■ DIRECTION
Pictures do not belong in the copy; transcribe everything else in the records exactly.

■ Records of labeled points
──────
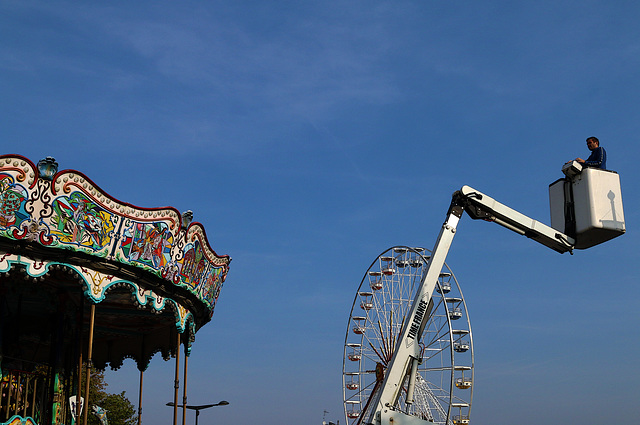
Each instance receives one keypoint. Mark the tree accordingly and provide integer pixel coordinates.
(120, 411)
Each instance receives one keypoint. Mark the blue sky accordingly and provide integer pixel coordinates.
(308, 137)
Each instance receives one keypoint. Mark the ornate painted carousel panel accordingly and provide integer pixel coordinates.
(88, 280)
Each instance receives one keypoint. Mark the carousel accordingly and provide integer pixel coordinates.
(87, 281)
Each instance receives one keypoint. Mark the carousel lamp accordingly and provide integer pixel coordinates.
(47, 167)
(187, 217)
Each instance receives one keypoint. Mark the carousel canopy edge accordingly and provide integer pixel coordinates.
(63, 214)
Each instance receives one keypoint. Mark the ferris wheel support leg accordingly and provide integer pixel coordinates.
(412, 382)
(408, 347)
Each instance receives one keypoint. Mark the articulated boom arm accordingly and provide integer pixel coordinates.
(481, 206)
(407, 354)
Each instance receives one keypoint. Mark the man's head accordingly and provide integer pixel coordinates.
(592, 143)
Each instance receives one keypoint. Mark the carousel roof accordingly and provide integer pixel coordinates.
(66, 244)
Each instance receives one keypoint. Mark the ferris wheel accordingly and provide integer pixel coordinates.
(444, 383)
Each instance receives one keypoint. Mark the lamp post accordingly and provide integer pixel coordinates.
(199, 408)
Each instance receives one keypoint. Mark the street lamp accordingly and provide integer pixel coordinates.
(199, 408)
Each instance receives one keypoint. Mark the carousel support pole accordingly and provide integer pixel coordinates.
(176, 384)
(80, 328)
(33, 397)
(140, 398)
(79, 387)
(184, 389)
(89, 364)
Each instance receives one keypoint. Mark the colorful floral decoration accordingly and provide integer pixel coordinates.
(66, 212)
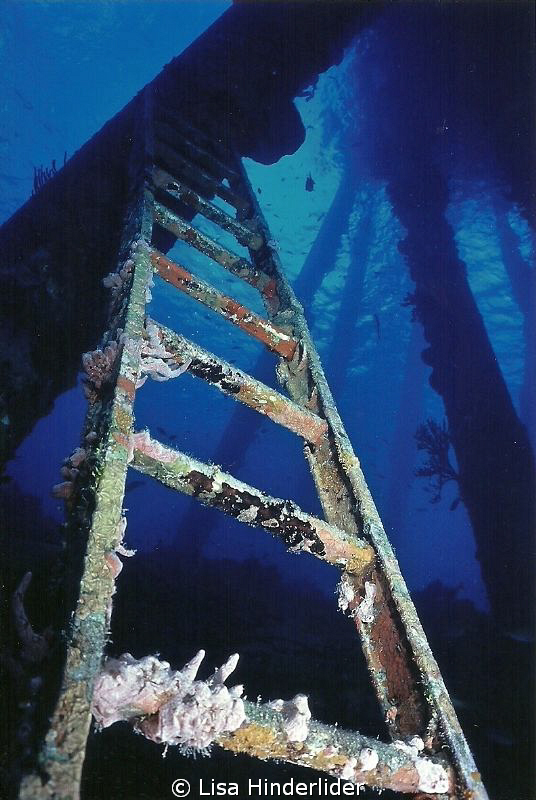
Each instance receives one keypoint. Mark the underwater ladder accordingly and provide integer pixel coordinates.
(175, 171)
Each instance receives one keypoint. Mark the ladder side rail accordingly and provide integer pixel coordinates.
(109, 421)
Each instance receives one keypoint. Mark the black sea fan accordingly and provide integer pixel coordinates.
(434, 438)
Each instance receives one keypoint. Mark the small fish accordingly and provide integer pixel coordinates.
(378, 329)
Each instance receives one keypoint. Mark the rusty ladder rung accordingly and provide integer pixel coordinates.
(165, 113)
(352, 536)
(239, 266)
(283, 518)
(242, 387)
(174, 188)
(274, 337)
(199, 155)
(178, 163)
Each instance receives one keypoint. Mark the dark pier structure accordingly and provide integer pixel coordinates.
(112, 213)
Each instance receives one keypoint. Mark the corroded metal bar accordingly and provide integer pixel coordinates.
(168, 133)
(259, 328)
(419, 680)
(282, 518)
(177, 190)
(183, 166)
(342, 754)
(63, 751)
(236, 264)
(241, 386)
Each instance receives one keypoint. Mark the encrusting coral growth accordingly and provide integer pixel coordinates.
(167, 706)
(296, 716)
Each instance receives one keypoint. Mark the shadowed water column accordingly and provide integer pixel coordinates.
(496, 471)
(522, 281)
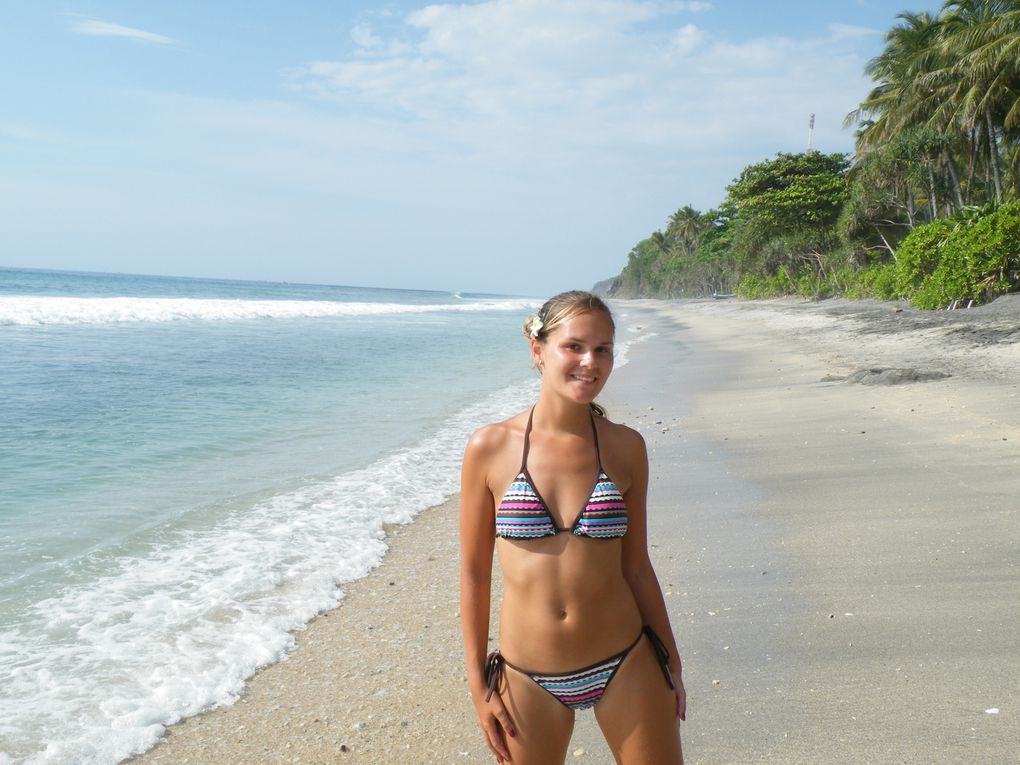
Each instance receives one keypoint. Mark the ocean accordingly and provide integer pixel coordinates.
──────
■ ANSWER TO THIS EXERCISE
Each instance receives one keypoint. Mark the tree accordingly and provide integer pixel coordinates.
(120, 411)
Each instance receives one keypoint. Mark the blue sky accordingly and provide integer pixel coordinates.
(308, 137)
Each instance receives one keypoint. Mark the ornate painted carousel panel accordingly and provide integer pixel coordinates.
(88, 280)
Each instance receives one keypoint. Mark the carousel accordingly and provide integer pixel coordinates.
(87, 281)
Each instance receives one keypoint. Mark the carousel lamp accordingly and provide integer pixel coordinates.
(47, 167)
(187, 217)
Each instance receives one keypoint. Mark the carousel canopy edge accordingly and provide integer pixel coordinates.
(63, 214)
Each instance receives one keypoint. Mark the ferris wheel support leg accordingly and provide integer pixel coordinates.
(412, 382)
(408, 347)
Each instance receives one keypoint. Mark the articulated boom arm accordingly and provide integer pixel coordinates.
(481, 206)
(407, 354)
Each instance receives one keypoint. Mark the man's head accordingly and provide integer pixel coordinates.
(592, 143)
Each instance receives one keypoint. Mark the carousel roof accordingly and provide integer pixel coordinates.
(66, 244)
Each instance receives one keypoint. Mark the ferris wheel accordingly and provide integer pixel coordinates.
(444, 383)
Each instance receives one keypoint. Mark the lamp post accordingly and provide integer pixel coordinates.
(199, 408)
Each instance receives one keypoint. Mark the street lamp accordingly and provide integer pixel coordinates.
(199, 408)
Each instance receives one keypoint. Mark the carousel support pole accordingly and provide integer pixel coordinates.
(176, 384)
(80, 328)
(33, 397)
(140, 398)
(79, 387)
(184, 389)
(89, 364)
Each instance receives one keypoint. Mark the colorful floral decoration accordingly and provide integer pixel coordinates.
(66, 212)
Each instance receives one keypoint. Mark the underwater ladder accordingly and provide integer pixel coordinates.
(175, 171)
Each instance receives one keypoint. Mark the ladder side rail accordingly and provide integer pixel coordinates.
(109, 421)
Each instance receives one keypoint. Mark the black sea fan accordingly and provide integer pixel coordinates.
(434, 438)
Each instance receives one keypoint. Mark the small fish accordingly and provide integer pixel coordinates.
(378, 329)
Each instance receives one keypoint. Mark the rusty ladder rung accordingly and provide integer pixel coordinates.
(165, 113)
(352, 536)
(239, 266)
(283, 518)
(242, 387)
(174, 188)
(274, 337)
(199, 155)
(178, 163)
Each instance receives one keypoint. Mark the dark pier structure accordingly and provide integer pixel coordinates.
(112, 213)
Each instance receives one keypoint. Mark the corroded metal bar accordingly and provide integer pixel coordinates.
(168, 133)
(259, 328)
(419, 680)
(282, 518)
(177, 190)
(183, 166)
(342, 754)
(63, 751)
(236, 264)
(241, 386)
Each instance receives one keypoint. Mark the encrusting coral growth accordingly and provide integer pixel coordinates.
(167, 706)
(296, 716)
Each instance receives one keypoint. Mark the shadowed water column accordingly and provide integer pixel coordinates.
(496, 471)
(522, 281)
Each instance receives one keypoint. Mark the ocean accordingly and provide integer pixel coordinates.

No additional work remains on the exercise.